Start of SOURCE RECORDS

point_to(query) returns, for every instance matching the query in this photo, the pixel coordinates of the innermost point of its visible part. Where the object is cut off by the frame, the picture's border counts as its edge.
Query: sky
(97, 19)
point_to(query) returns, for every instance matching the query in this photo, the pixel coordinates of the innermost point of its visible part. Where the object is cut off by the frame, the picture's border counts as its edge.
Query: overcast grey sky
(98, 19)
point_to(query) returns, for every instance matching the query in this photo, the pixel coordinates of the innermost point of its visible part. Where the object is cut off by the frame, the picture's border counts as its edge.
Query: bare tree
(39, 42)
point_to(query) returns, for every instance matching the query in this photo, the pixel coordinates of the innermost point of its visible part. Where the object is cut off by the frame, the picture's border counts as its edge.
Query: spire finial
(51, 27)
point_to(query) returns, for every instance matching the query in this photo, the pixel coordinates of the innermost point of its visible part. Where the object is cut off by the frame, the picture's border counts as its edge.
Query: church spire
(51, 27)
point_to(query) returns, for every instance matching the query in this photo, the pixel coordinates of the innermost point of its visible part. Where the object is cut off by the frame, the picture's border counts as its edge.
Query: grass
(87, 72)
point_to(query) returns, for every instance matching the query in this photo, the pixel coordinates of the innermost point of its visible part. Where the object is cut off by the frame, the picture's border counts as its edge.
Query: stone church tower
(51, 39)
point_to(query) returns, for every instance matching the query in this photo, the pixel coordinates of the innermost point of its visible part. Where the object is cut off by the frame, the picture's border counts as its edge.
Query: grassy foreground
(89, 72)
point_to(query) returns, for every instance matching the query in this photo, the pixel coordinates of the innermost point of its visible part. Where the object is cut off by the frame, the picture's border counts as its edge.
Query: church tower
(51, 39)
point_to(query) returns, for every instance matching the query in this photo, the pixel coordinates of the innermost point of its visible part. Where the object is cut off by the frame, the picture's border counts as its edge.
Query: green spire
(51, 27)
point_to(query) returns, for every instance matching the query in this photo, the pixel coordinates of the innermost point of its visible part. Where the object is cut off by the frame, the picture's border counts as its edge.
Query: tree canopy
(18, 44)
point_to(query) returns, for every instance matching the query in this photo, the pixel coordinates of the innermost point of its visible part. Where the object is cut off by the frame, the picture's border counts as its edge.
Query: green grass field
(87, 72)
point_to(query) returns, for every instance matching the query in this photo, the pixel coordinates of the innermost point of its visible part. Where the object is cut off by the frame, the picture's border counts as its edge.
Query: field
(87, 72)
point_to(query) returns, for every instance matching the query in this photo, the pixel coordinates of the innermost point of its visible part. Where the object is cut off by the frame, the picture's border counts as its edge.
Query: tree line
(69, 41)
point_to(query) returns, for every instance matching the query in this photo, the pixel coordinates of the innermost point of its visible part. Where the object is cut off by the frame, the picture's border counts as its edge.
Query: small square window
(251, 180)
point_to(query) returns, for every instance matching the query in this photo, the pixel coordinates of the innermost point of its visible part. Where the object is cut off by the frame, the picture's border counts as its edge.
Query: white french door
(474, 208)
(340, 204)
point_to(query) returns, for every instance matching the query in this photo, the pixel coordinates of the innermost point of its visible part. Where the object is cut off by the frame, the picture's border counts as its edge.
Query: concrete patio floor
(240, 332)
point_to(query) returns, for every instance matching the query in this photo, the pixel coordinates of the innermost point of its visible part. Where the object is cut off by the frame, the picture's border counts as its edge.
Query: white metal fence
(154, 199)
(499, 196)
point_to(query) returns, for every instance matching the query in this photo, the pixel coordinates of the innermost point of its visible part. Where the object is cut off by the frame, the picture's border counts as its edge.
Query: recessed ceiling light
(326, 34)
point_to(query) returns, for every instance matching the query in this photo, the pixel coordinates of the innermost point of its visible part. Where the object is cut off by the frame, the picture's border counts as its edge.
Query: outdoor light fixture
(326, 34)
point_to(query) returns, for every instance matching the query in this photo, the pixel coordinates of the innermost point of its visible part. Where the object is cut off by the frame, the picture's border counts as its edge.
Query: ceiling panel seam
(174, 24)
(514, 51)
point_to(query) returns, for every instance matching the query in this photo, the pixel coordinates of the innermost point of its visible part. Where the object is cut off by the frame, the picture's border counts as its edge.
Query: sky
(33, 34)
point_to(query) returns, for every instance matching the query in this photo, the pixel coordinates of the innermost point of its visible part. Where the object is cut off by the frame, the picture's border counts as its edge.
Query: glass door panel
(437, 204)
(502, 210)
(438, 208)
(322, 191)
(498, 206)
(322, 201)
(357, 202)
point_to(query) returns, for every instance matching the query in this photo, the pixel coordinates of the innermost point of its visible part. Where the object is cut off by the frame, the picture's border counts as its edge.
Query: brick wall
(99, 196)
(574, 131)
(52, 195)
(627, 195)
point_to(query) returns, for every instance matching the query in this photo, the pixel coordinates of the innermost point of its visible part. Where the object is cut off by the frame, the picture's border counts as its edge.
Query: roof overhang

End of SOURCE RECORDS

• _ACTIVITY_:
Each record above must be restated in full, word for word.

• _EXPECTED ANSWER_:
point_to(query) returns, for every instance matching the query in this photo, the pixel coordinates of the innermost point of its visible part. Where the object is cut off by the frame, the picture's border counts as its edge.
Query: sky
(97, 19)
point_to(query) returns, for every instance matching the query in this photo, the pixel coordinates of the innermost point of its visible part. Where the object is cut off by the frame, the picture's border counts as its edge.
Query: overcast grey sky
(98, 19)
point_to(query) returns, for every instance matching the query in this photo, the pixel coordinates of the innermost point of its visible part. Where the object is cut off by the frame, the picture's border counts as its edge.
Query: bare tree
(39, 42)
point_to(query) returns, for every instance matching the query in this photo, the pixel coordinates of the innermost point of its visible part. Where the object is cut off by the frame, the picture's border counts as its edge.
Query: spire finial
(51, 27)
point_to(query) returns, for every instance matching the query in this photo, the pixel coordinates of the innermost point of its visible part. Where the object is cut off by the frame, the picture's border counts as its edge.
Query: church spire
(51, 27)
point_to(query) returns, for every instance matching the query in this photo, the pixel coordinates of the innermost point of its visible part. Where the object is cut off by the frame, the picture's border counts as its edge.
Query: grass
(87, 72)
point_to(query) returns, for every instance matching the query in this photo, the pixel coordinates of the innermost point of its visible part. Where the object is cut off by the frame, the picture's border counts as its edge.
Query: stone church tower
(51, 39)
point_to(query) returns, for every instance matching the query in this photo, the pixel coordinates of the innermost point of its visible part. Where the object is cut off by the frame, the picture's border counts as its edge.
Query: grassy foreground
(89, 72)
point_to(query) returns, for every instance matching the query in this photo, the pixel coordinates of the innermost point of its visible part. Where the object is cut off by the frame, the picture's border counts as its edge.
Query: church tower
(51, 39)
point_to(query) returns, for every instance matching the query in this photo, the pixel coordinates of the innermost point of its visible part. Where the object is cut off by the frame, the picture's border counts as its edge.
Query: green spire
(51, 27)
point_to(query) returns, for every instance matching the query in this photo, the pixel coordinates of the innermost point of its visible part. Where the object is cut off by the frame, the picture's border counts as its edge.
Query: tree canopy
(18, 44)
point_to(query) returns, for every instance matching the query in this photo, the pixel coordinates of the innermost point of its visible part. Where the object is cut off by the frame, the picture's border counts as its edge.
Query: green grass field
(87, 72)
point_to(query) returns, for every instance matching the query in this photo, the pixel coordinates of the innermost point of its visible part. Where the object is cut off by the frame, the picture's border counts as its edge.
Query: field
(87, 72)
point_to(query) returns, for every instance matching the query in this photo, the pixel coordinates of the innermost point of its visible part. Where the object is cut off by the frame, the picture's border counts as its edge.
Query: tree line
(69, 41)
point_to(query) returns, for every instance matching the query in this photo, the pixel coordinates of the innermost point of its visible part. Where the object is cut off by the frame, the picture's border counts as its edge.
Query: small square window
(251, 180)
point_to(query) returns, for every instance matching the query in this photo, the pixel coordinates of the innermost point of its visible part. Where the object is cut off by the frame, the picture's border counts as its edge.
Query: white french door
(474, 208)
(340, 204)
point_to(query) returns, for every instance matching the query in this photo, the pixel coordinates of the innermost point of its visible part. Where the object is cut off by the frame, the picture's border counts as its edge.
Query: concrete patio floor
(240, 332)
point_to(query) returns, for every instance matching the query in this photo, the pixel coordinates of the innermost point of its visible part. Where the object is cut off by the frame, the picture's border counts as its edge.
Query: white metal fence
(154, 199)
(499, 196)
point_to(query) returns, for every instance matching the query in this photo, the pixel coordinates of the innermost point of its visible part. Where the object is cut off by the frame, the picture's border counts as its edge.
Query: recessed ceiling light
(326, 34)
point_to(query) returns, for every instance matching the query in this photo, the pixel coordinates of the innermost point of its visible part. Where the object is cut off by the frame, the picture's border counts as its edge.
Query: outdoor light fixture
(326, 34)
point_to(query) returns, for every instance matching the query in this photo, the pixel coordinates of the innermost point of its visible part. Where the object is cut off by the frame, the picture's border counts as its edge.
Query: ceiling panel seam
(174, 24)
(514, 51)
point_to(query) returns, for every instance matching the query in this photo, the pixel coordinates of the innermost point of its visible part. Where the object is cut off by the frame, the picture's border counts as its edge.
Query: sky
(33, 34)
point_to(query) returns, for every instance matching the query in this photo, the pixel coordinates of the innermost point of its visible part. Where the object is cut off by the frame, the picture's border counts as its edge.
Query: glass door panel
(437, 204)
(502, 210)
(438, 208)
(322, 191)
(498, 206)
(322, 201)
(357, 202)
point_to(query) returns, for every instance matching the query in this photo, the pixel coordinates of the innermost point of its visible part. Where the object is cut off by the frame, the picture's border counts as its edge.
Query: brick wall
(99, 196)
(574, 131)
(52, 195)
(627, 195)
point_to(query) returns, for every instance matching the query in this photo, the pixel coordinates of the innermost point of its visible part. Where the object is cut off by the frame, the picture's border counts as its edge.
Query: roof overhang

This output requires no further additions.